**Exercise text**
%%

Progressive Revival

July 2009 Archives

Thursday July 30, 2009

Slow Words

People often ask me why I don't blog more often in the crucible of the news cycle when an issue is "hot."  My friends and editors are always trying to get me to speed up--as I tend to be slow with my words.  Last week, for example, I was quiet as the war of words escalated between partisans in the Professor Gates/Cambridge police affair.  President Obama did, of course, jump in the fray with his poorly chosen assessment that the Cambridge police behaved "stupidly," only to apologize a couple of days later and invite the wronged parties to the White House for beer

President Obama's actions underscore my reticence to enter the blog-fray in heated battle.  By inclination and academic training, I'm a historian.  Historians believe that the more time we have to understand a situation, the better.   When seeing the picture of Professor Gates hauled away in handcuffs from his own house, I was shocked.  But I also suspected that something had happened of which I was unaware.  As a commentator, I had a sense of my own limitations.  Better, I thought, to let the picture speak for itself.  And better to hold back before starting to call someone names like "racist" or "bigot" or "idiot" or "rogue cop" or whatever.  The escalation is even more shocking than the original event--culminating yesterday with Glenn Beck calling President Obama a racist!

If nothing else, the events leading up to today's Beer Summit at the White House have underscored the importance of slow words.  Although progressive Christians are known for activism, liberal and progressive Protestantism also is marked by a commitment to intellectual analysis.  As a group, we are often painfully slow at decision-making--sometimes to the point of institutional paralysis.  But we are so slow because we believe that the world is a complex place that defies black-and-white (no pun intended) characterizations.  In particular, morality and ethics are often shades of grey, a shadowy realm of mixed human motives and less-than-perfect choices.  In my religious tradition, moving slowly is a spiritual practice--one that accounts for careful and thoughtful engagement with important ideas and events.

The progressive emphasis on thoughtful analysis is more than a matter of taste or the privilege of educated elites.  It is drawn from--what is arguably the most important of all liberal Christian sacred texts--the New Testament Letter of James.   This week's shouting match is well-described in this ancient paragraph:

For all of us make many mistakes . . . The tongue is a small member, yet it boasts of great exploits.  How great a forest is set ablaze by a small fire!  And the tongue is a fire.  The tongue is placed among our members as a world of iniquity; it stains the whole body, sets on fire the cycle of nature, and is itself set on fire by hell . . . No one can tame the tongue--a restless evil, full of deadly poison (James 3: 2-8).

%%

**Exercise instructions**
1. In the blog post about slow words, what does the writer say they are by inclination and academic training?
2. Pick up the blog post about slow words after its last sentence and continue it.
The material has no connection to the text.

**Data for grounding objects from natural language**

%%

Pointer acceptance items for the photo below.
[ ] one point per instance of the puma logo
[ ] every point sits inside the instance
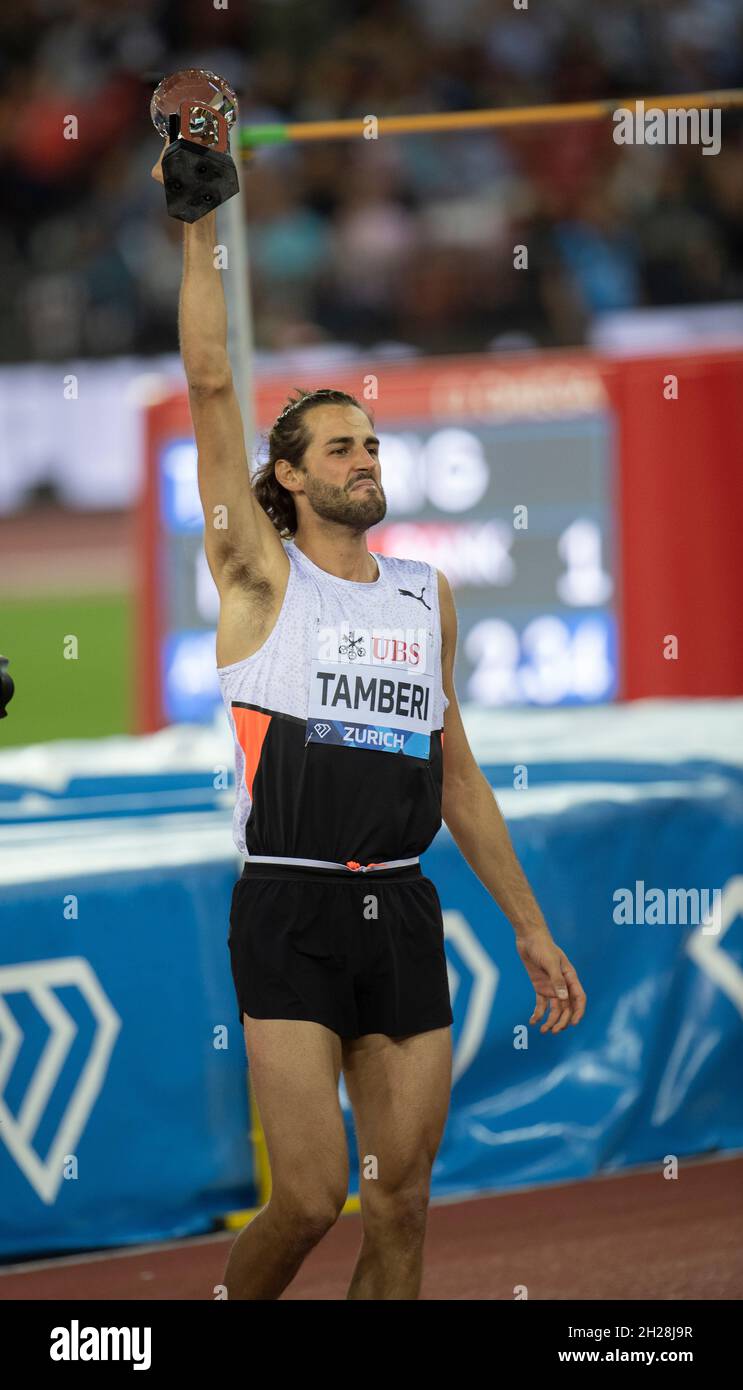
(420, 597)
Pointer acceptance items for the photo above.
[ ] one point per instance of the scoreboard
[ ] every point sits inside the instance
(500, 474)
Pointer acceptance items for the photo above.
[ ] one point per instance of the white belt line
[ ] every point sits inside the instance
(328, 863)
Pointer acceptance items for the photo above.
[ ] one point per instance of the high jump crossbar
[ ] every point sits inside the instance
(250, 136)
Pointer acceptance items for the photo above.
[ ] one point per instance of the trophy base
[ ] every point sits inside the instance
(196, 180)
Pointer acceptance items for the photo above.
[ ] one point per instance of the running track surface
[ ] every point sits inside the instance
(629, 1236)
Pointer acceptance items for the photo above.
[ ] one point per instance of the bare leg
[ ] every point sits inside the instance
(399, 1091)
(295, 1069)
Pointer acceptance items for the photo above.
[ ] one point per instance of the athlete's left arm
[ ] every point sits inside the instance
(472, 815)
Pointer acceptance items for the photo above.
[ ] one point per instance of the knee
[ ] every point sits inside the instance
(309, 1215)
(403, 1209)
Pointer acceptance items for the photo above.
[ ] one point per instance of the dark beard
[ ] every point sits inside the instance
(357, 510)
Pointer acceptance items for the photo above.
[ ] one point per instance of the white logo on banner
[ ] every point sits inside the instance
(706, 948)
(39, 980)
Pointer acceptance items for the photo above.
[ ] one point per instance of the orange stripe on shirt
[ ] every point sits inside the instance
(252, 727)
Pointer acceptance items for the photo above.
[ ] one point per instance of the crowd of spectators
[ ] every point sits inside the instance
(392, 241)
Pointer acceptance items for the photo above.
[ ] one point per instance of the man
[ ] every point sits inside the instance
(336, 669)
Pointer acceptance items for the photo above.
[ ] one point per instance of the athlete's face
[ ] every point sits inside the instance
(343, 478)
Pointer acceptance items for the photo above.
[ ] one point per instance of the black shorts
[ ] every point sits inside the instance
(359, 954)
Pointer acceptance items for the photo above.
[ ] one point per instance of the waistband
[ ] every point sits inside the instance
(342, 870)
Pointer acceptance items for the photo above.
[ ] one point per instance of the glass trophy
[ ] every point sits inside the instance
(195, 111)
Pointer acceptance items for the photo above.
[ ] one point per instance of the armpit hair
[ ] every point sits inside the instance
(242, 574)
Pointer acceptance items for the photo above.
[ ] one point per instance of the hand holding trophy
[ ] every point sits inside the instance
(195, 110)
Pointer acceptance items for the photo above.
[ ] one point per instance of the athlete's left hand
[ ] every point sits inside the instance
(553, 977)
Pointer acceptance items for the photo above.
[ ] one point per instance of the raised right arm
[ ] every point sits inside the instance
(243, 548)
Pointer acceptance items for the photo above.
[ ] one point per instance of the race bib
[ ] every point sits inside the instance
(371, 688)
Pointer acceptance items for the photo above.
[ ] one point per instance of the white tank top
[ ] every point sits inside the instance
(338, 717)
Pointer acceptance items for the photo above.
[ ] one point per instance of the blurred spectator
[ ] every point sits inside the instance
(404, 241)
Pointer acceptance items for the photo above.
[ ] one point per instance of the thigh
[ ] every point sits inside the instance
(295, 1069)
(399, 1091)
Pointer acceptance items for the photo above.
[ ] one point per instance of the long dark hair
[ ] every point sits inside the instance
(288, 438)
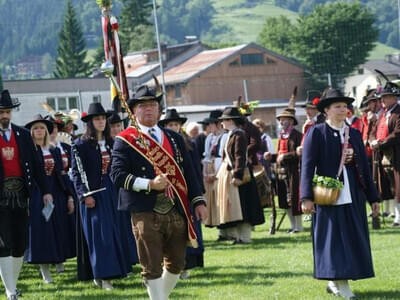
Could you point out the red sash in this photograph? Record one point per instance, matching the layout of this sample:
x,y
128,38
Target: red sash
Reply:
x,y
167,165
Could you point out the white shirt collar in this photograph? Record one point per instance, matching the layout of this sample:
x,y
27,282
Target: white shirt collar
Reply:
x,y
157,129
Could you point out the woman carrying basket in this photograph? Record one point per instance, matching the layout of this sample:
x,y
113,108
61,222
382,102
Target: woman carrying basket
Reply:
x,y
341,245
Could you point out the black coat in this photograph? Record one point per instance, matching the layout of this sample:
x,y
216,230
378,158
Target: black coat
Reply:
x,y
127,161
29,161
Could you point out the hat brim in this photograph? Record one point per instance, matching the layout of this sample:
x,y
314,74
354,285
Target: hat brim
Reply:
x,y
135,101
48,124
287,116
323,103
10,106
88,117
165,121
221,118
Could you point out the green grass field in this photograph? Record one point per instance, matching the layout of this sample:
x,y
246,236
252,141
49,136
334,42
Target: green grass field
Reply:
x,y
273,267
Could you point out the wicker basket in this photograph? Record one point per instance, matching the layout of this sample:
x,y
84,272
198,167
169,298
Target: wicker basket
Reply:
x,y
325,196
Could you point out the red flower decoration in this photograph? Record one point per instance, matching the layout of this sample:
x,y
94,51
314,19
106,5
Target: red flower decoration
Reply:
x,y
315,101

%%
%%

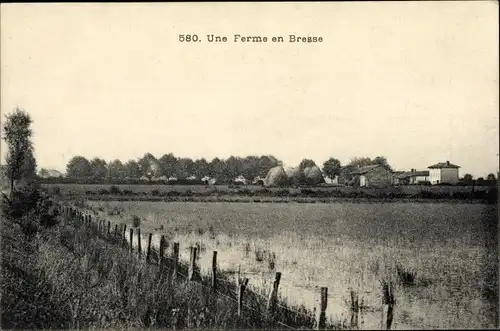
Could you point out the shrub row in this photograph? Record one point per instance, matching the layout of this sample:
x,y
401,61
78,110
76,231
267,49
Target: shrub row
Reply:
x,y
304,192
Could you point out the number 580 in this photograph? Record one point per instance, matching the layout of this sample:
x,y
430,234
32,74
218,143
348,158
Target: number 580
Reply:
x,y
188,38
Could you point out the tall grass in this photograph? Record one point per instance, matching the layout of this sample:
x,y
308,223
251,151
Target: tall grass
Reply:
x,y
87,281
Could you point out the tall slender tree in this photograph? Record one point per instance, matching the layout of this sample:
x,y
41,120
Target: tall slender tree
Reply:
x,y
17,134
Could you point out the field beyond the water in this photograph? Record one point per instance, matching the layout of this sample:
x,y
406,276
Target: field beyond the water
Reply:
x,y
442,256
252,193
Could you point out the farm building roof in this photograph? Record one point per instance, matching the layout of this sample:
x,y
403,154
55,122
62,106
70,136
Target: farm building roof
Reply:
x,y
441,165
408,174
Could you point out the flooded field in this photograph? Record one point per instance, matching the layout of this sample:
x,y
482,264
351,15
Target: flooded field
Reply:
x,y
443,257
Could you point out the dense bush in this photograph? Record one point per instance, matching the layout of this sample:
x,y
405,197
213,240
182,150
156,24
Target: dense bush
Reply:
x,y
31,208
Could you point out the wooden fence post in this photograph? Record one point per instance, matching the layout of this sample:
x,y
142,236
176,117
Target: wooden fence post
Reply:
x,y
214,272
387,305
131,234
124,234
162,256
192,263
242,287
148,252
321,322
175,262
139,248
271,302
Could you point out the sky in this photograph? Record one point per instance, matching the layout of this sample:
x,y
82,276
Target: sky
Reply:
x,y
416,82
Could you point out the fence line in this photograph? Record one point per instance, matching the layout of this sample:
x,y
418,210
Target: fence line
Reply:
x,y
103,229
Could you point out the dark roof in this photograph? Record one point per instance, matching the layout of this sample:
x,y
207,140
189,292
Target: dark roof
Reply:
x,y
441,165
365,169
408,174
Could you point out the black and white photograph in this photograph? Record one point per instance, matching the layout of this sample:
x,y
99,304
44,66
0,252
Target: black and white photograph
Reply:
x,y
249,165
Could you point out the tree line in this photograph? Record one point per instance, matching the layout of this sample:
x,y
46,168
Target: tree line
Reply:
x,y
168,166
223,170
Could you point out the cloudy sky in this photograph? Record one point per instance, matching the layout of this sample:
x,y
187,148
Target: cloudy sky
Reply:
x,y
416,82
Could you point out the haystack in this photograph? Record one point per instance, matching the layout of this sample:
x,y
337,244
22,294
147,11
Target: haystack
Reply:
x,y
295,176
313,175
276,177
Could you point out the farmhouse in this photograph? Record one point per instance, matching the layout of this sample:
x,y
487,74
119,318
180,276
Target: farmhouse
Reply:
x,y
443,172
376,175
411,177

%%

**Task answers**
1. A historian.

2.
The letter's author goes on to say that the tongue is corrected only by "works done with gentleness born of wisdom," by those who "make peace."  Quick and uninformed judgment must be restrained by a quest for wisdom.

Here, at Progressive Revival, Paul Raushenbush and I are trying to create a blog space that reflects the deepest virtues and values of mainline Protestant traditions--a way of being in the world that believes to hold back the tongue--even for a moment--creates the space for understanding, opens new possibilities, and allows us to glimpse God's reign.  Consideration, discernment, and thoughtfulness should never be an excuse to avoid action; rather, they should frame the way we act.  We're not in a contest for speed; we're on a journey toward wisdom. 

In the midst of the fray, I humbly invite spiritual progressives into a "slow word" movement.  Like the "slow food" movement that argues food must be savored to be healthy, so care-filled words also need to be digested in order to be wise, to act justly, and to make peace.  Slow words are a spiritual practice, one much needed in a world of junk politics and faux news events.  Slowing down, guarding our words, might reintroduce a measure of reality into our lives. In order to change the world, we must first learn to bridle the tongue.

Wednesday July 29, 2009

Categories: Election '08, Race

Rising Racism of the Right

The racism of the right is getting louder and meaner as the Presidency of Barack Obama rounds the half way mark of the first year.  Defying his racist detractors, President Obama is about to invite a white cop and a black professor to the white house for racial reconciliation talks - proving once again that he is the adult in the room.  However, some very scary people, including Glenn Beck, don't see it that way and the right is showing its most racist hand.  

As a Talking Points Memo article pointed out: 

An interesting pattern has emerged in the last few weeks, as President Obama's ratings have started to come down to Earth: You can really see a type of Obama-hatred out there that really does cross over into a purely racial territory.

This has gotten especially worse in the aftermath of Obama's comments and subsequent mea culpaon the Henry Louis Gates arrest, but the pattern has been there all the same. You can look back to the 2008 campaign, with the Jeremiah Wright controversies, the phony rumors of a tape of Michelle Obama defaming whites, and the slow but steady emergence of the Birthers. And these days, the Birthers seem to be getting more and more bellicose.

I think this is going to get more ugly and possibly more violent before it gets better.  In a post in June called America's Religious and Racial Equality of Fear, I referenced reporter Shep Smith who was disturbed by the rising hysteria of the white racist right, including those who continue the "birther movement" conspiracy: 

SMITH: There are people now, who are way out there on a limb. And I think they're just out there on a limb with the email they send us. Because I read it, and they are out there. I mean, out there in a scary place...I could read a hundred of them like this...I mean from today. People who are so amped up and so angry for reasons that are absolutely wrong, ridiculous, preposterous."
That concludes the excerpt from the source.